* **DIRECTIVE**
Print the lines below exactly as they appear, without the pictures.

* **Records from a data collection**
--- --- ---

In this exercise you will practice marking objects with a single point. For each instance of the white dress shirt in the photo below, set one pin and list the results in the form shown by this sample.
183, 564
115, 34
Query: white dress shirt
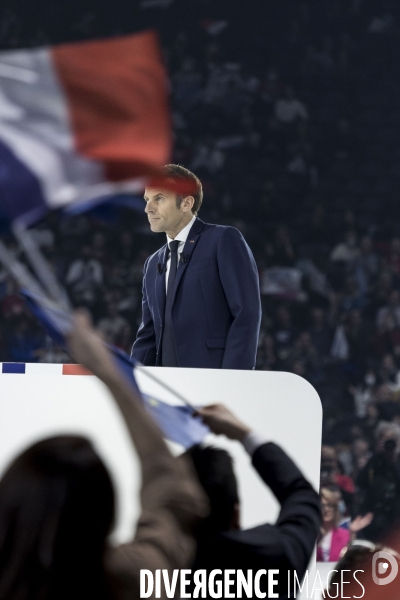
181, 237
252, 441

--- --- ---

* **RESULT OF THIS TASK**
In this exercise you will practice marking objects with a single point. For each instance of the white dress shirt in the photo below, set one pin and list the results in the form shown by this sample.
183, 564
115, 34
Query: white dress shirt
181, 237
252, 441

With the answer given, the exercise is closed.